How to complete this task
Each line below that contains "positive" should be counted. Give only the total.

Given data
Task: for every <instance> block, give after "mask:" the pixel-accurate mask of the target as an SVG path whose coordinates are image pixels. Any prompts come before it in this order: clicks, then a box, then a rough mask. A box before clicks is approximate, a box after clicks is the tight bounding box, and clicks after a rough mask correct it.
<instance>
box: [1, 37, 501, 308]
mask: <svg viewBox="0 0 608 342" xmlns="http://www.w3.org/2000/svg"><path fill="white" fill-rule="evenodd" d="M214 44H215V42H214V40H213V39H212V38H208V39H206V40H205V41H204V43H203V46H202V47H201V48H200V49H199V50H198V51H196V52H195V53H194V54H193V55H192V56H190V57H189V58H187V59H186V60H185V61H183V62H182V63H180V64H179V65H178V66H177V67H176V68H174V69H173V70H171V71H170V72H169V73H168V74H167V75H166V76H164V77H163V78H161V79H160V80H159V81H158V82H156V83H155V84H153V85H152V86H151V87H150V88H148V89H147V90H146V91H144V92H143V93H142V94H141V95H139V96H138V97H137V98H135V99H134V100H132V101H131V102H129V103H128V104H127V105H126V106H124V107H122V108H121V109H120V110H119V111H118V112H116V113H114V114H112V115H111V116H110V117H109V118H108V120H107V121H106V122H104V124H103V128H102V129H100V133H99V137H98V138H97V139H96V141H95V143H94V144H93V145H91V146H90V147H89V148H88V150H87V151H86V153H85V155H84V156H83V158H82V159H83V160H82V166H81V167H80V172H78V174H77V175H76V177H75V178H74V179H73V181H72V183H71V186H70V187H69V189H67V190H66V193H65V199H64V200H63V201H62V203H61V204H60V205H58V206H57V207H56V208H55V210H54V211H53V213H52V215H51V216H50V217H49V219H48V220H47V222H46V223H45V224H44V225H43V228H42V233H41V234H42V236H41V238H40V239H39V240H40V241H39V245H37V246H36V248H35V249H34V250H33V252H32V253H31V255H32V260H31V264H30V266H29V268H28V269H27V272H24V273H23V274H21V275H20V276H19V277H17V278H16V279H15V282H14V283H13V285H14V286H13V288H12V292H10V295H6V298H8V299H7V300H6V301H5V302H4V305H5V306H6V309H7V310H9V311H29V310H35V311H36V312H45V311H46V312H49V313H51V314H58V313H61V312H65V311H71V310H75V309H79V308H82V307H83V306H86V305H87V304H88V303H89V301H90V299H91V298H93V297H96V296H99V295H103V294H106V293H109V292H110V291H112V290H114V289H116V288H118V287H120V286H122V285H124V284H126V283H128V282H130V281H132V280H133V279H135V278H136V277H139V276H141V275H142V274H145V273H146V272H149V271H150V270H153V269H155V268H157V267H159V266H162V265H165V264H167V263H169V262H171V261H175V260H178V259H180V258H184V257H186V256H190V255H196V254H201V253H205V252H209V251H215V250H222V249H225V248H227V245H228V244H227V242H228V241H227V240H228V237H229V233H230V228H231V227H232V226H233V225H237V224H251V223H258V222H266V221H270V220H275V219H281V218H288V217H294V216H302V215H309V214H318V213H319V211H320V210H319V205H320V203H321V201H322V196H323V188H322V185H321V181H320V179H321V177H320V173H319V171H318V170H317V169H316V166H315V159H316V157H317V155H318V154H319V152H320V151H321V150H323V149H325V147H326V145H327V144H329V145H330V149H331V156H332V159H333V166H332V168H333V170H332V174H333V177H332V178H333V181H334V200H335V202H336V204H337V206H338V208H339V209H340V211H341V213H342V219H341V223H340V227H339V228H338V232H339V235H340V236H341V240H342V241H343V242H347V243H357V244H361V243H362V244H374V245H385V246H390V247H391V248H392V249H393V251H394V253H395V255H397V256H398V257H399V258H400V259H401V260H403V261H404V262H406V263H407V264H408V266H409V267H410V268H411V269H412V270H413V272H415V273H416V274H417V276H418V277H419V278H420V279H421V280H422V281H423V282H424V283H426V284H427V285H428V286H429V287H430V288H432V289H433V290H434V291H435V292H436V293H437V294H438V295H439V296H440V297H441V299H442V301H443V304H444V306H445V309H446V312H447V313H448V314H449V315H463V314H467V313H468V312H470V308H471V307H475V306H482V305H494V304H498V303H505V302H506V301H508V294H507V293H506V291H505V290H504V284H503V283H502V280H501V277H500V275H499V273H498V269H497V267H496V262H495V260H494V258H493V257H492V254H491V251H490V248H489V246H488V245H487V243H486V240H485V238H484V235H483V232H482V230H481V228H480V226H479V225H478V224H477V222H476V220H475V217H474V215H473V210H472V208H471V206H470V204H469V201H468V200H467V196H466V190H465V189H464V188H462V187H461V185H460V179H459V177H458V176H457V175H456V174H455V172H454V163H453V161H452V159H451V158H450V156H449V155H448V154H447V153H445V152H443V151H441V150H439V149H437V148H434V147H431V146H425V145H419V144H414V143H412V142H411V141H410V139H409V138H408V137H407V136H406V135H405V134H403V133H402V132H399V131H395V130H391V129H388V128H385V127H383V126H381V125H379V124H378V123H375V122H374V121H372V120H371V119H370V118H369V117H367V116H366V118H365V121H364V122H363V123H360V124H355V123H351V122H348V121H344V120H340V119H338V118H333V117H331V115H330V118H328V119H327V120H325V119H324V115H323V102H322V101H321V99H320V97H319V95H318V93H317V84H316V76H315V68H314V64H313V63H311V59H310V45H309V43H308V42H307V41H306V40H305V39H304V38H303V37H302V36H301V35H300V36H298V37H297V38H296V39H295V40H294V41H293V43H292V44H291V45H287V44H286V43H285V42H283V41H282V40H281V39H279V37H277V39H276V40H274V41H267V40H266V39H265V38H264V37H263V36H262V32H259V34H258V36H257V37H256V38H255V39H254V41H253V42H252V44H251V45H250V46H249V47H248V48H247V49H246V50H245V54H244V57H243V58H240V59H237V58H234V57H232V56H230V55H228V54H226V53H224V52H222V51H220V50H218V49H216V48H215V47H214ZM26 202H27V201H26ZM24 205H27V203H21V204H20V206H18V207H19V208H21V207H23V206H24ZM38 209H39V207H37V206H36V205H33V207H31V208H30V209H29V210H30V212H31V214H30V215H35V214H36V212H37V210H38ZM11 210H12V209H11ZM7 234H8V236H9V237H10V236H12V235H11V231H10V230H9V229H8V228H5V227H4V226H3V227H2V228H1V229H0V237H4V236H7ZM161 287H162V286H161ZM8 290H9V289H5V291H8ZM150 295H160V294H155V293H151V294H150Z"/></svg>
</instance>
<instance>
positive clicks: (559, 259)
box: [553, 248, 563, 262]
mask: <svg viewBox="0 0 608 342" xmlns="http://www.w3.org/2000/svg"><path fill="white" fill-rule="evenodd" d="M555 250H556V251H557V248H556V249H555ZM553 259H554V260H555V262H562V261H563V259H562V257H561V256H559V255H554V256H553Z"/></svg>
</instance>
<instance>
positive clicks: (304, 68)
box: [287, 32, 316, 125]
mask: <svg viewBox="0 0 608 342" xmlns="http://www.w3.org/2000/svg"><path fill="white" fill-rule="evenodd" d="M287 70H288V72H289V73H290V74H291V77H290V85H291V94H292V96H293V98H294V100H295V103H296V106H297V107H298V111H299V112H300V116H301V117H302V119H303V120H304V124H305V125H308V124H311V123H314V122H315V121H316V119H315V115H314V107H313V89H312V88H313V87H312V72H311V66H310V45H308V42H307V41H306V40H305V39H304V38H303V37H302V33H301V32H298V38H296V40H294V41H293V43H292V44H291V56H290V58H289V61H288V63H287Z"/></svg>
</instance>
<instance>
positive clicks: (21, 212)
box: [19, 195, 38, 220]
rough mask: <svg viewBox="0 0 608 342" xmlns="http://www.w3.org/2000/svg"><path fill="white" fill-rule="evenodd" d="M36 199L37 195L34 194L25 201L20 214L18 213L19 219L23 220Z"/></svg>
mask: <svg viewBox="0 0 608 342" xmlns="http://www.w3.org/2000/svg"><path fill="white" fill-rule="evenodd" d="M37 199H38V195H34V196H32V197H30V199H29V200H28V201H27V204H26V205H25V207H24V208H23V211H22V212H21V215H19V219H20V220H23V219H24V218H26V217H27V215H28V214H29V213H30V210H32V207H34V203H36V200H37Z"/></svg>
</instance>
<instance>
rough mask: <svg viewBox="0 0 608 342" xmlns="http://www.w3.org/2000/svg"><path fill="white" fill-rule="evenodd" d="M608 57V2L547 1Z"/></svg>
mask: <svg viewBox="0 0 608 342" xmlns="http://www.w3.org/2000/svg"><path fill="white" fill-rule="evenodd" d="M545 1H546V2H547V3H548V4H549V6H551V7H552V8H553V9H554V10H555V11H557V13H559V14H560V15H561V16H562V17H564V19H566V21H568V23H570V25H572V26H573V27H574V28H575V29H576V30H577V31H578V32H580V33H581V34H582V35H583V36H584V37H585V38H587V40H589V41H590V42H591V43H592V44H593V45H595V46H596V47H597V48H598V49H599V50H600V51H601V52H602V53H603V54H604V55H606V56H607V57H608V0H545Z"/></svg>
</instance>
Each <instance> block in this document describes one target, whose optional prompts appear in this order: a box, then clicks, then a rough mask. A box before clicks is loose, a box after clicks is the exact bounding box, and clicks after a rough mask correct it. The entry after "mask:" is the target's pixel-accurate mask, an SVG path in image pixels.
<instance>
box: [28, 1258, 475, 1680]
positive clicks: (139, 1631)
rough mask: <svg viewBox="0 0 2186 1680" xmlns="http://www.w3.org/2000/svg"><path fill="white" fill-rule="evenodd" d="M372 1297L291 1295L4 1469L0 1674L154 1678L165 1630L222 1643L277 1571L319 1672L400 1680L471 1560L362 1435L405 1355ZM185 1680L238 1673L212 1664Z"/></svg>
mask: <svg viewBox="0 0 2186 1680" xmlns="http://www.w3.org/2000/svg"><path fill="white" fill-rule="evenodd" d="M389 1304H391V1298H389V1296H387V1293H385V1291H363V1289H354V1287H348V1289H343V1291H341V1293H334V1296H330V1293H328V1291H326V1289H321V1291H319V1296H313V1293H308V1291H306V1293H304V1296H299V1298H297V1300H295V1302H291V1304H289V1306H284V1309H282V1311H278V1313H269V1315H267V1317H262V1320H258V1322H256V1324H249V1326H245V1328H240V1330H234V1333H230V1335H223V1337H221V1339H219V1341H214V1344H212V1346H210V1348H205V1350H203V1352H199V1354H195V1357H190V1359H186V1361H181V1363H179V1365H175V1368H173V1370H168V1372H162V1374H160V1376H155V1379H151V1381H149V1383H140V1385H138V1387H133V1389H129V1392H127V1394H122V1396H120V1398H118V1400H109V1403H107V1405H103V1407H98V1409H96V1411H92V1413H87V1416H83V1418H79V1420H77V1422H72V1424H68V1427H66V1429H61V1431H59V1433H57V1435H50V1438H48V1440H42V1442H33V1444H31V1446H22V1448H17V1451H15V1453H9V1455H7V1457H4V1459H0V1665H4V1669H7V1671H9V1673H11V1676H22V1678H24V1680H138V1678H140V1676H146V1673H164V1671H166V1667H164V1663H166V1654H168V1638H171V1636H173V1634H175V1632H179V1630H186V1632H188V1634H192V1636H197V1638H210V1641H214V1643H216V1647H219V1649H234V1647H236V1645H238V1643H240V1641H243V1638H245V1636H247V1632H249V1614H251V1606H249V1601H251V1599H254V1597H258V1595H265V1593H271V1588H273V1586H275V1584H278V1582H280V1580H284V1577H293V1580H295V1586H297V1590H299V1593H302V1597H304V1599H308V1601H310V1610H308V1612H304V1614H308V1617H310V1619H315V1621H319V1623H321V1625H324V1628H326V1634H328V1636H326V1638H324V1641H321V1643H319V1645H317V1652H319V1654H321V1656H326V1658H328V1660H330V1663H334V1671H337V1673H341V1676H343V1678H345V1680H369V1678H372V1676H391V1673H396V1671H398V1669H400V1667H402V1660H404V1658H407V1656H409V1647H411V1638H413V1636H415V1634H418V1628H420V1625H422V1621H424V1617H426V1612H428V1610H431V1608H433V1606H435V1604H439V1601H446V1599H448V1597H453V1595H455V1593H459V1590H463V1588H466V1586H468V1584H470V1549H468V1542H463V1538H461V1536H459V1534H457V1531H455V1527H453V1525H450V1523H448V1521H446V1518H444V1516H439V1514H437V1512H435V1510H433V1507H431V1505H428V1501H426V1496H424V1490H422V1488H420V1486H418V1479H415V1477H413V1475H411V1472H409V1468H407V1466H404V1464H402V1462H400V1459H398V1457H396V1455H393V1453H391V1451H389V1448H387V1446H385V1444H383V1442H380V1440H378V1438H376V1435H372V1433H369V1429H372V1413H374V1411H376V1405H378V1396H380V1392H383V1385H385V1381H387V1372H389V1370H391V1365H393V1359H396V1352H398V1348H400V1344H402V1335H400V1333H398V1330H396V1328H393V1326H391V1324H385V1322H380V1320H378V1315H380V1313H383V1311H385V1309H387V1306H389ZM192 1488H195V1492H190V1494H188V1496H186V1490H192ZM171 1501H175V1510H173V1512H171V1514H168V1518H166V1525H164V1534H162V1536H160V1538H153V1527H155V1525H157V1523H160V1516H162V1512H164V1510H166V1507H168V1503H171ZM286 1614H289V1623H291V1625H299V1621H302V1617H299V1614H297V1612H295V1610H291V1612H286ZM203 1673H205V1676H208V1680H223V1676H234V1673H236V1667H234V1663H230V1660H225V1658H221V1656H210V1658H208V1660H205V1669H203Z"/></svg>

Exercise answer
4